Exercise task:
Restate the complete material exactly.

Point labeling dataset excerpts:
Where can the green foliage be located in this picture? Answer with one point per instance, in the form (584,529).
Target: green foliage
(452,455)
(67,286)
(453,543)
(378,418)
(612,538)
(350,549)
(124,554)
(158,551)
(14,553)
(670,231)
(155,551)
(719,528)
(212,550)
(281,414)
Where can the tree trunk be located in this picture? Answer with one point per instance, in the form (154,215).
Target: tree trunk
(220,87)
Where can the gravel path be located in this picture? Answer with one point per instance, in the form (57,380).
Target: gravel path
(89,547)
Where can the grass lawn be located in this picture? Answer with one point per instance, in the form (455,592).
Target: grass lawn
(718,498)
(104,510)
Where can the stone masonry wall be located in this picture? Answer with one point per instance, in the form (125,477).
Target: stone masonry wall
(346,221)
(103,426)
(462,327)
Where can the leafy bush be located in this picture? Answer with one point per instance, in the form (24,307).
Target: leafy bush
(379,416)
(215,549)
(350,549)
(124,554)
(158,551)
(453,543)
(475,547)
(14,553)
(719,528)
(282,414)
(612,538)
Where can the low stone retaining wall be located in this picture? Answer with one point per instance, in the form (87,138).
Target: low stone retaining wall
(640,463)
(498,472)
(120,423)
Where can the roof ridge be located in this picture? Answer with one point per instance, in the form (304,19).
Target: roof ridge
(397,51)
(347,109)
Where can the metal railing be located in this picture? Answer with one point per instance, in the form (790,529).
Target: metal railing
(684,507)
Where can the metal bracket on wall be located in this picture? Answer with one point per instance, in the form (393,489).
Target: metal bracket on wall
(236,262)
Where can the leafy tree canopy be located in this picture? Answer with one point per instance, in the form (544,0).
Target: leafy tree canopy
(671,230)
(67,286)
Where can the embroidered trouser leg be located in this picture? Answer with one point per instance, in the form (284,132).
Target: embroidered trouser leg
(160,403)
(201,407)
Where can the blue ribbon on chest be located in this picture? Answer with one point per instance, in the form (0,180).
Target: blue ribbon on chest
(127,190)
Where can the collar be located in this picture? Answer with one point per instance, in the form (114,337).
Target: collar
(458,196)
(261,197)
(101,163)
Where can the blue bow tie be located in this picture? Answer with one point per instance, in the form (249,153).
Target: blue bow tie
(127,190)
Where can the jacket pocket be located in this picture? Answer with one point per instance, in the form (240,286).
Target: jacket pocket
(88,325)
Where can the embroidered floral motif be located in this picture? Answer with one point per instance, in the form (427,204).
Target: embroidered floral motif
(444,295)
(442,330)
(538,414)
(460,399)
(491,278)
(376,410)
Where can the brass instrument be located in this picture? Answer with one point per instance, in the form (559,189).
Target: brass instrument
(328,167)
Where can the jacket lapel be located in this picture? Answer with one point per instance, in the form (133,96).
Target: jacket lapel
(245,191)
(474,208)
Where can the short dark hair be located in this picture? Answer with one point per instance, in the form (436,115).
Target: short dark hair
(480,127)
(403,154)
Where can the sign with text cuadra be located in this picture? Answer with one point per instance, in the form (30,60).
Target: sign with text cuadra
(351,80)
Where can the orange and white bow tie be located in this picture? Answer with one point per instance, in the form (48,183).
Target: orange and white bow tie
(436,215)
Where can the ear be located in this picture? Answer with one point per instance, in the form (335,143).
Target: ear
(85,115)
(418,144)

Expected answer:
Where can the green foliage be located in this picture? Answer with one point per instance, in the form (584,529).
Target: green foliage
(452,455)
(67,286)
(453,543)
(378,418)
(612,538)
(350,549)
(124,554)
(158,551)
(14,553)
(670,231)
(155,551)
(719,528)
(212,550)
(281,414)
Where can the tree trunk be located in this picture? Answer with one point per instance, in the form (154,215).
Target: tree trunk
(220,87)
Where can the gravel path be located in this picture? Answer with one point per instance, in the form (57,380).
Target: gravel path
(89,547)
Where can the grass lawn be located in this picture? Answer with one point per instance, in the form (455,592).
Target: grass lawn
(718,498)
(104,510)
Where can the stone masonry wall be located in this picture? Answer with one point per instance, in the form (125,477).
Target: stone masonry wall
(346,221)
(103,426)
(462,327)
Where can the leafy bush be located in this picture? Answer with one point per instance, in the form (24,307).
Target: leafy bush
(379,416)
(215,549)
(350,549)
(124,554)
(158,551)
(453,543)
(475,547)
(14,553)
(719,528)
(282,414)
(612,538)
Where can the low stone retaining wall be located in this picture? Answer with one point per instance, in the form (87,138).
Target: low stone retaining wall
(640,463)
(498,472)
(120,423)
Where can the roof ridge be located in this picture? Answer with one point per instance, in the form (304,19).
Target: roof ridge
(397,51)
(347,109)
Where can the metal railing be located in this picture? Answer with one point per instance, in the form (790,529).
Target: metal railing
(684,507)
Where can the metal bracket on wall be located in this picture? Answer with one point per instance, in the form (393,489).
Target: metal bracket on wall
(236,262)
Where can the leafy tree canopy be located in this picture? Answer with one point per instance, in the form (544,0).
Target: leafy tree canopy
(671,230)
(67,286)
Where can the embroidered trouser leg be located in this picture? Answer with one point per instance, in the form (284,132).
Target: embroidered trouser leg
(160,403)
(201,407)
Where can the blue ribbon on chest be located in this picture? Answer with one point per instance, in the form (0,180).
Target: blue ribbon on chest
(127,190)
Where can the collar be located in this picture? Answer with one point per instance, in the form (114,337).
Target: collar
(458,196)
(261,197)
(101,163)
Where can the blue bow tie be located in this picture? Answer with one point per instance, in the form (249,153).
Target: blue bow tie
(127,190)
Where can the jacket pocket be located in this picture? Answer with one point per instance, in the form (240,286).
Target: jacket pocket
(88,325)
Where can the embroidered floral motif be located in this picture? Answer with one point per instance, in the form (427,204).
Target: embroidered floral motif
(444,295)
(442,330)
(538,414)
(460,399)
(491,278)
(376,410)
Where can the brass instrument be located in this picture? Answer with one point per instance, in the form (559,189).
Target: brass instrument
(328,167)
Where can the jacket lapel be located in this picture? Answer with one point per instance, in the form (133,96).
Target: jacket lapel
(245,191)
(474,208)
Where can the short dark hair be located in this picture? Answer with one point per instance, in the form (436,115).
Target: short dark hair
(480,127)
(403,154)
Where can the sign with text cuadra be located in this picture? Answer with one point per instance, in the form (30,60).
Target: sign with text cuadra
(351,80)
Where can the orange and white bow tie be located in this picture? Answer with one point per instance, in the form (48,183).
Target: orange and white bow tie
(436,215)
Where can the ear be located in this picture? Answer with one point per instance, in the form (335,143).
Target: ear
(85,115)
(418,144)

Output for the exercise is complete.